- Reading text:
+===+

Waco Aviation Maintenance

(WACO, Texas) – Aviation maintenance technicians are needed now more than ever.

Robert Capps, statewide chair of Texas State Technical College’s Aviation Maintenance department, said aviation maintenance and repair businesses working with contracts are doing well, along with aviation manufacturers.

“Our graduates have not had a hard time finding jobs,” Capps said. “Right now, the industry is just sort of in a holding pattern. The airlines are in tough shape because no one is flying commercial aviation. The airlines are only one part of the industry.”

Capps said aviation maintenance students also earning an avionics degree can mean more visibility in the hiring process and the possibility of higher pay. He said aviation maintenance students should be willing to relocate for jobs.

Southern Star Aviation in Midlothian has separate avionics and maintenance divisions.  

Jacob Garcia, Southern Star Aviation’s shop foreman, said it is not easy to find people with experience that fit with the general aviation work the business specializes in.

“I guess it is hard because we are not in the metro area and have the pick of everyone that lives there,” he said.

Garcia said the business provides in-house training on how the maintenance and avionics sides operate.

“Aviation is a niche thing,” he said. “I have seen a lot of people come and go out of this industry. It is a passion kind of thing. You want to be here.”

Texas had more than 16,400 aircraft mechanics and service technicians making an annual mean wage of more than $66,000 as of May 2019, according to the U.S. Bureau of Labor Statistics. The largest concentrations of workers in Texas are in the Dallas-Fort Worth and Houston areas. 

The nationwide need for workers is projected to grow to more than 141,000 through 2028, according to the agency.

+===+

- Provided information:
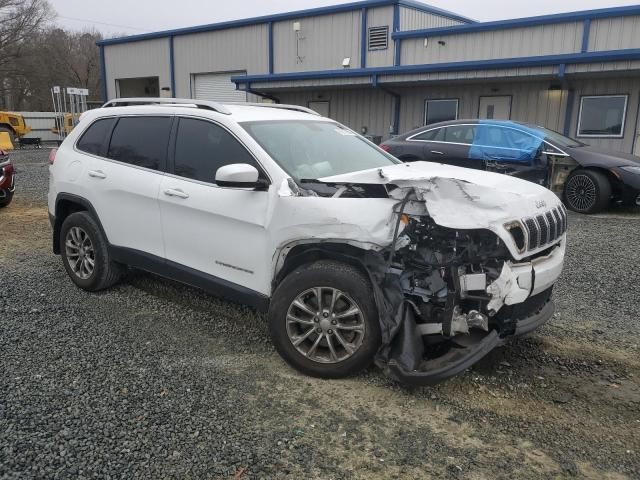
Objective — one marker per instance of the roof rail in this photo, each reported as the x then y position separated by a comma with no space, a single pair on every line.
281,106
204,104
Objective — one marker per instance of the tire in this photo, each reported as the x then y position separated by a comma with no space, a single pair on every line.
12,135
587,191
360,332
75,229
6,200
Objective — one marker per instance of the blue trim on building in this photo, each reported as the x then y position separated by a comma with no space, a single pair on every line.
586,31
396,28
521,22
347,7
172,69
103,75
363,38
270,41
538,61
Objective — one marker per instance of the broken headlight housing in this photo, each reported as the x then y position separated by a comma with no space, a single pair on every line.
517,233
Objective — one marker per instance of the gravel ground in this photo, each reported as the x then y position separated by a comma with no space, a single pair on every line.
153,379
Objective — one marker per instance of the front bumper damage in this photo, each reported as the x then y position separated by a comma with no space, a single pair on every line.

+===+

- Required tasks:
a - Translate this sentence from the aviation maintenance article into Spanish: "The largest concentrations of workers in Texas are in the Dallas-Fort Worth and Houston areas."
b - Supply a few more sentences for the aviation maintenance article, continuing after its last sentence.
The rows have no role in what comes next.

- List of answers:
a - Las mayores concentraciones de trabajadores en Texas se encuentran en las áreas de Dallas-Fort Worth y Houston.

b -
“Old perceptions of skilled trades involving dirty, hot work must change,” said Jarid King, president of King Aerospace in Addison. “A&P certified mechanics typically work in squeaky clean hangars with the latest in diagnostic technology. It’s hands-on, highly rewarding work. Security concerns have lessened the number of open houses the industry used to hold as a way to expose young people to aviation as a career. The industry needs to champion those again.”

Aviation businesses of all sizes throughout Texas are searching for workers.

Aero Accessories Inc. in San Antonio is looking for a shop mechanic for aircraft engine accessories.

“We are just a small shop, so we have fewer than 10 employees,” said Debra Broyles, general manager. “We can’t pay the scale competing with Lockheed and Boeing.”

Broyles said in the past the business has employed workers with automotive experience to work on its specialty of overhauling and repairing engine accessories for airplanes dating back to World War II. Broyles said the business trains new workers, who need to have electrical and mechanical proficiency.

Capps said the aviation maintenance program at TSTC’s Waco campus is full for the fall semester, but there are still spaces available at the Abilene and Harlingen campuses.